- Work order
Please quote exactly the opening lines of the data, from the first line to the one where "[(301, 33), (435, 130)]" appears.

── Supplied material

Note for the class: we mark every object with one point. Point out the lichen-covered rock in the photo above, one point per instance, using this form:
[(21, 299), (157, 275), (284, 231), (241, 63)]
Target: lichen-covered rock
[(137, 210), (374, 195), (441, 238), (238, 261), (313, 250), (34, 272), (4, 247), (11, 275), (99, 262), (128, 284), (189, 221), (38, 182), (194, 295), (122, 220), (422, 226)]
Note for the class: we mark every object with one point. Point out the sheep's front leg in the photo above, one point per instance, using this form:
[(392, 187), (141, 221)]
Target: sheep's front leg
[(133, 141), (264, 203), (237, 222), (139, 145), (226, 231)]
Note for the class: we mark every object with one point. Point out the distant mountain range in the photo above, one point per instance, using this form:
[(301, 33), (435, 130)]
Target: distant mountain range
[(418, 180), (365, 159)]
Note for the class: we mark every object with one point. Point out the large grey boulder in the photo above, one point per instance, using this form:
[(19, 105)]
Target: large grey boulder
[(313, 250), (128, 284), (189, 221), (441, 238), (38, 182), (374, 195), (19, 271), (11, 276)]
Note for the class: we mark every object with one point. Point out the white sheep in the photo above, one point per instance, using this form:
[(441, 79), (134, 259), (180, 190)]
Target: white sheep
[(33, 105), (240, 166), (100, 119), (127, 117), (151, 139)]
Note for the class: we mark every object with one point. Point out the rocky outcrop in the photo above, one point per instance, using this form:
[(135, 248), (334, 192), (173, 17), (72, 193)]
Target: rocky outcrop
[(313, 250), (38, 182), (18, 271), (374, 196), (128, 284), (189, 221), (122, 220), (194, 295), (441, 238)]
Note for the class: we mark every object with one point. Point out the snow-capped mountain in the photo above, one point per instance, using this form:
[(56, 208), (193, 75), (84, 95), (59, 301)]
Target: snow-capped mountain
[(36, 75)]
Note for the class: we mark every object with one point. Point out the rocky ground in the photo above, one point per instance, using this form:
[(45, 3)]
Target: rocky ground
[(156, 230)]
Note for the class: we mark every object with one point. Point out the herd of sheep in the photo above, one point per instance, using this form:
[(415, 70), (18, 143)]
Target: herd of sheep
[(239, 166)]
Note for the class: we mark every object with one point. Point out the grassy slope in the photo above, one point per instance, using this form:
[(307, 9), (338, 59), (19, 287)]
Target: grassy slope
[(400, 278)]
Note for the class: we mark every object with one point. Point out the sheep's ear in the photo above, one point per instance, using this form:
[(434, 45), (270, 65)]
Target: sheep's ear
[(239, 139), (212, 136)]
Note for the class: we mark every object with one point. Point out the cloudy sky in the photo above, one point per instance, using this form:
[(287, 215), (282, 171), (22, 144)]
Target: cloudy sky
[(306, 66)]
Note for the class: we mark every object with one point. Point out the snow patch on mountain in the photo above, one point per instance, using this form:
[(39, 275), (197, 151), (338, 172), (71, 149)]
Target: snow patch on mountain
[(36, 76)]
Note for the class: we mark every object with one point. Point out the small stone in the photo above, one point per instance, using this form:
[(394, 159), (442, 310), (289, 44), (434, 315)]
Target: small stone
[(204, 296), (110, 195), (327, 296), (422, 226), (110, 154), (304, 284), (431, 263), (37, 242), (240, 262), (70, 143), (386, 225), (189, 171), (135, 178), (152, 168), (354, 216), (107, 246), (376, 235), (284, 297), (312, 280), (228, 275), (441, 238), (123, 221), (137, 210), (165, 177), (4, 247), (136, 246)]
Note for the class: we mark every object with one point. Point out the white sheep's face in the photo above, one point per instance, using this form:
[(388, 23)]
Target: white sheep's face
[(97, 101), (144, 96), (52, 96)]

────

- Your solution
Note for the class: we mark every object with one point. Point out the lichen-covered rock in the photo above, one point per instance, using this form:
[(21, 299), (157, 275), (284, 231), (241, 63)]
Target: lichen-covered rock
[(137, 210), (374, 195), (441, 238), (238, 261), (313, 250), (34, 272), (4, 247), (11, 275), (99, 262), (128, 284), (189, 221), (38, 182), (194, 295), (122, 220), (422, 226)]
Note for the class: we mark every object with one point. Point out the sheep's front leg in the photo above, one point per instance, using this form:
[(392, 187), (141, 221)]
Target: sheep's front leg
[(133, 141), (264, 203), (237, 222), (139, 145), (226, 231)]
Note for the class: we mark every object with one point. Point out the distant mountain range in the photo above, one point per instance, using this form:
[(301, 33), (435, 130)]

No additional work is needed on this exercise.